* [ARTICLE]
_ _ _ _ _

Philadelphia’s Onion Flats is constructing low-cost buildings that use design, mechanical equipment and residents’ behaviour to slash fossil fuel consumption.

By RUSSELL GOLD
Thu, Feb 11, 2021 3:52amGrey Clock 4 min

The shiny, onyx-coloured building appears alien in its drab, postindustrial Philadelphia neighbourhood—the love child of a “D-volt battery and the Death Star,” as one local architecture critic put it, admiringly.

Called Front Flats, the four-story building is wrapped on all sides and roof by 492 translucent, double-sided solar panels. The building is airtight and extraordinarily energy-efficient, its developers say.

By driving down consumption and producing electricity from its solar panels, Front Flats is designed to generate its own power. But this isn’t a corporate headquarters where executives can spend lavishly on a showcase edifice. It is 28 apartments, built on a budget for renters who make below the area’s median income. One-bedroom apartments rent for under $1,400, less than the $1,750 average for the neighbourhood, according to rental-listings website Zumper.

Onion Flats, the Philadelphia-based architecture-and-building firm behind Front Flats, is at the forefront of designing low-cost buildings that use design, mechanical equipment and residents’ behaviour to slash fossil fuel consumption.

“As an architect, if I’m not designing buildings that contribute no carbon to the environment then I’m being totally irresponsible,” says Tim McDonald, 56, a principal in Onion Flats. “I might as well be designing buildings that sit on marshmallows.”

Buildings contribute 38% of global greenhouse-gas emissions, including heating, cooling and construction materials, according to the International Energy Agency. The building industry is growing more interested in low-carbon construction, but few architects or contractors have experience with it. Many believe it significantly raises costs. Onion Flats wants to demonstrate that it can be done affordably and at scale, prodding others to follow and policymakers to enact energy-efficient building codes.

Mark Lyles, a project manager at the New Buildings Institute, a nonprofit based in Portland, Ore., that promotes low-carbon construction, says the work by Onion Flats is noteworthy because it ties together on-site renewable energy generation with “deep efficiency.”

_ _ _ _ _

* [MATERIAL]
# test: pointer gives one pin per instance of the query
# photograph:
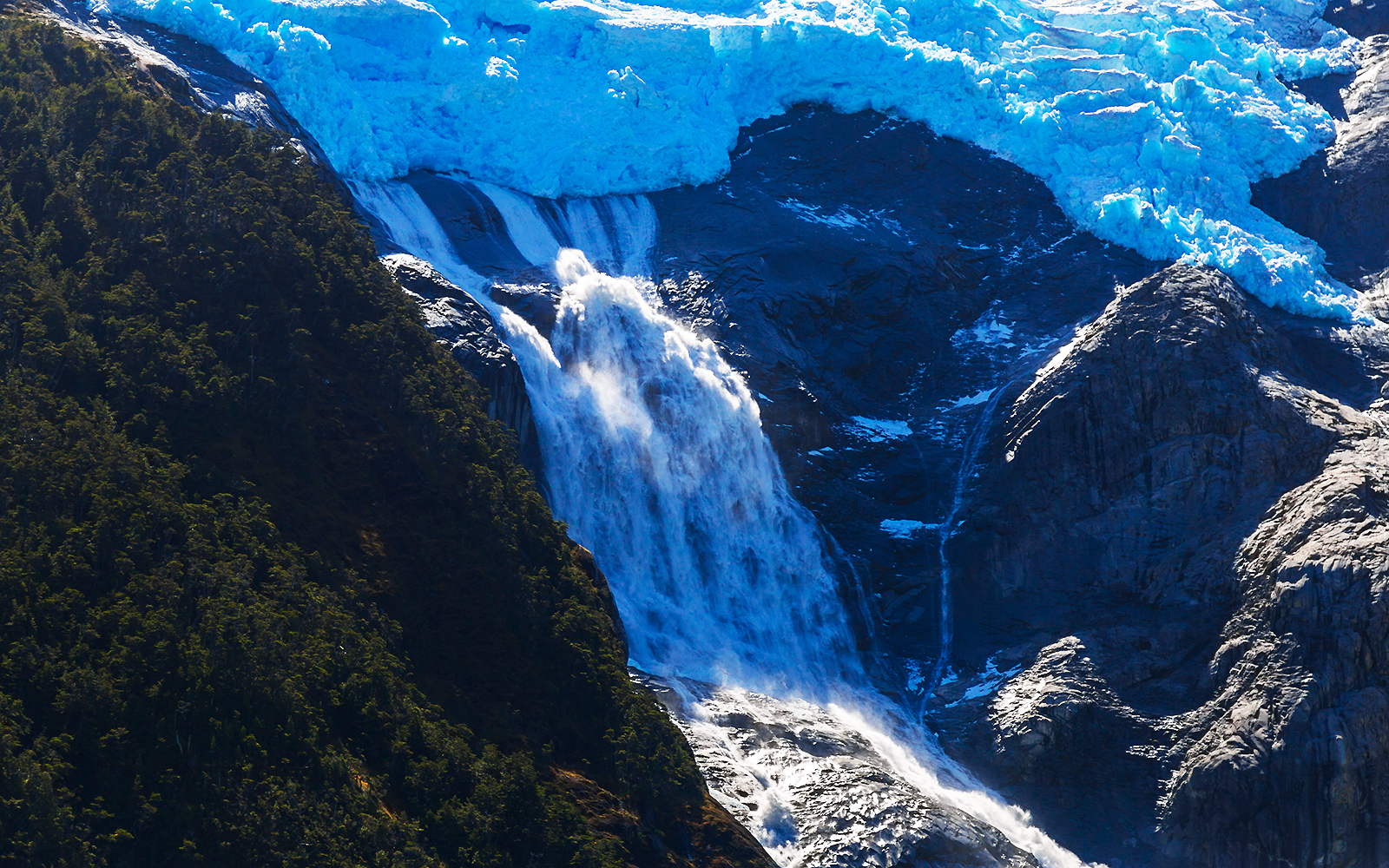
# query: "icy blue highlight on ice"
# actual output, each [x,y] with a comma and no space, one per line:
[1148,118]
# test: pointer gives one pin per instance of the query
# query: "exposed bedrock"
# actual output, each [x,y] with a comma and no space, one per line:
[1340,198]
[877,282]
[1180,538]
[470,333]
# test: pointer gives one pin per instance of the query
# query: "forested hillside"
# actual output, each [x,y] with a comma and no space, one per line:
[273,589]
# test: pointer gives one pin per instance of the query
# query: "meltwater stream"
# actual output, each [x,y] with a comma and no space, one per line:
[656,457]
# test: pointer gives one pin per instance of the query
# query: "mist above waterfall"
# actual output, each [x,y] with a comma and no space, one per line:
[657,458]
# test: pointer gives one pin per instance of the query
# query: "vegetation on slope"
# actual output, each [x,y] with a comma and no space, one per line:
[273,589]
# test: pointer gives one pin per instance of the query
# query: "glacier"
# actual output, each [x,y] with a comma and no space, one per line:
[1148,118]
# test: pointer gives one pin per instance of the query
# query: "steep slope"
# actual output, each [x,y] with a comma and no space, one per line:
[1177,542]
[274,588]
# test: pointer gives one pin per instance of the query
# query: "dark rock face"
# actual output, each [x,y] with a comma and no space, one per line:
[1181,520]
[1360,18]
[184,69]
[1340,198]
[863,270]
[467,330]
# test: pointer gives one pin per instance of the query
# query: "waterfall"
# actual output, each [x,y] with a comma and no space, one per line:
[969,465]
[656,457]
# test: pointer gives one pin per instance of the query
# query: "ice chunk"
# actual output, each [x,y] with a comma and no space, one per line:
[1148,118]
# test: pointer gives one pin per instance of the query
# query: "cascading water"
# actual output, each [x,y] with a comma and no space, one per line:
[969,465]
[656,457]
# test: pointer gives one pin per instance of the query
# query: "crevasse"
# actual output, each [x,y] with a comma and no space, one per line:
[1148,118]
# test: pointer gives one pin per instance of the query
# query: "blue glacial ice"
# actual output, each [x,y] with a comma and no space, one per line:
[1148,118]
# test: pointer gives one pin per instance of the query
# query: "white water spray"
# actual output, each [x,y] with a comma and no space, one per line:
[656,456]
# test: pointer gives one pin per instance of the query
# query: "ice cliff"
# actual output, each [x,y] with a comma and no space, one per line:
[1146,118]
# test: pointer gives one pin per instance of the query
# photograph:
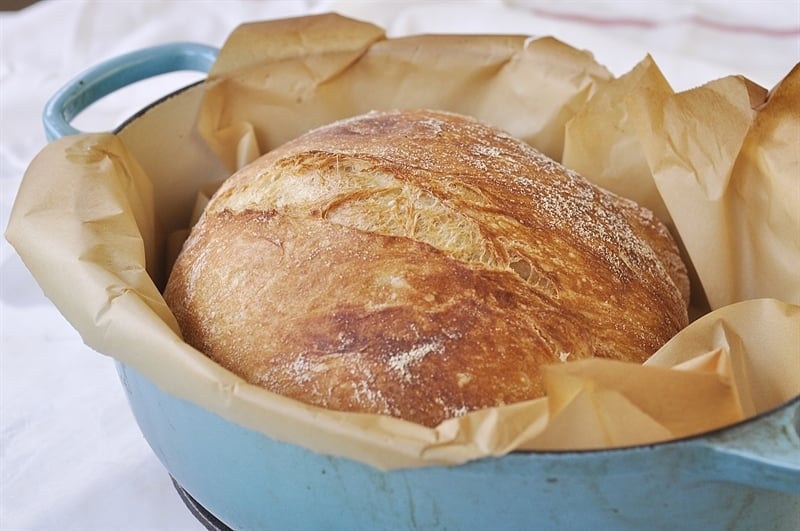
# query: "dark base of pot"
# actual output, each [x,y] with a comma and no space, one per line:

_ _ _ _ _

* [INSTRUCTION 1] Name every organization mentioned in the article about Front Flats.
* [INSTRUCTION 2] Find each line in the listing that contains the string "dark".

* [EXERCISE SOLUTION 1] Onion Flats, Zumper, the International Energy Agency, and the New Buildings Institute.

* [EXERCISE SOLUTION 2]
# query: "dark rock face"
# query: "dark base of pot"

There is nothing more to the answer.